### Provided information

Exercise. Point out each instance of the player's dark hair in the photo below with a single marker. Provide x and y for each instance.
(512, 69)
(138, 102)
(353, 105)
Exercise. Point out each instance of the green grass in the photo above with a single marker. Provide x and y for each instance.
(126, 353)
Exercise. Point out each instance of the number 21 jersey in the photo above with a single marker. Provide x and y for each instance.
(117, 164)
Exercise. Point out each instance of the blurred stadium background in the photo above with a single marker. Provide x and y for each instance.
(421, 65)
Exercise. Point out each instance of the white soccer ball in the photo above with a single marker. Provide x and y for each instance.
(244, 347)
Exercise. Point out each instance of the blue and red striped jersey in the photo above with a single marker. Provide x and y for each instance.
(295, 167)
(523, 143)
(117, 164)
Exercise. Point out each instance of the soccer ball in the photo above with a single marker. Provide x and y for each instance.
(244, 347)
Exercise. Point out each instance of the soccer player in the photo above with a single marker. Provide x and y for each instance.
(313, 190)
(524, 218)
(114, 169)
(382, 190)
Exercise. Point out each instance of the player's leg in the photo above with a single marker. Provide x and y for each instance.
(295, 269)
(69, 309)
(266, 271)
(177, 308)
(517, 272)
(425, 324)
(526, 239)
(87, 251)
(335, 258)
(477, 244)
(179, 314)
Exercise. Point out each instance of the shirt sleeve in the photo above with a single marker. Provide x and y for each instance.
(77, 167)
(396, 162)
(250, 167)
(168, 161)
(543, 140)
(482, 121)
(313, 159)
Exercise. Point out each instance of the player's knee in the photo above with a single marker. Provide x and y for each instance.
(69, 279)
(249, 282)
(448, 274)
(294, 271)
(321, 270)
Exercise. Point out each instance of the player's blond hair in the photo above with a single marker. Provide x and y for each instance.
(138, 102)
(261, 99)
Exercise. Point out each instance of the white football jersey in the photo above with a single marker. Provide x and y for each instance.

######

• _Exercise_
What are the lines from the one with "Exercise. Point out each instance of the blurred" through the end of the entries? Give them again exactly, both end lines included.

• _Solution_
Exercise. Point out each instance of the blurred stadium background in the photo above with a single marker. Provide x and y for each instance.
(421, 65)
Exercise. Point out each instance of the white soccer ball in the photo above with a single marker. Provide x and y for each instance.
(244, 347)
Exercise. Point out each instance of the blue and red striped jersey in the photo above with a single marker. Provide x and y for each instance.
(295, 167)
(523, 143)
(117, 164)
Exercise. Point out each instance of the soccer ball in the photo above with a single marker. Provide x and y for each instance.
(244, 347)
Exercise. Point out each instance of the soccer player in the photo above with a single marker. Provide x and y for each instance.
(313, 190)
(524, 218)
(114, 169)
(382, 190)
Exercise. Point out each instance of the player's leg in the photo above with a single marker. Provide x and y for each instance.
(295, 269)
(69, 309)
(266, 271)
(177, 308)
(517, 272)
(425, 324)
(526, 239)
(87, 251)
(335, 258)
(477, 244)
(179, 314)
Exercise. Point out each instance of the shirt sleeve in the photo above with a single marker. Provide x and y for each instance.
(77, 167)
(396, 162)
(250, 167)
(168, 161)
(543, 140)
(482, 121)
(313, 159)
Exercise. Point out each instance of the player's knee in the photo above with a single marker. Provide x and y for each instance.
(69, 279)
(249, 282)
(448, 274)
(294, 271)
(321, 270)
Exercise. Point out each instance of the player's blond hair in the photo above with a single marker. Provide x and y for each instance.
(138, 102)
(261, 99)
Exercise. Point out each instance of the white football jersey in the photo above with a single marker. Provide x and y for each instance.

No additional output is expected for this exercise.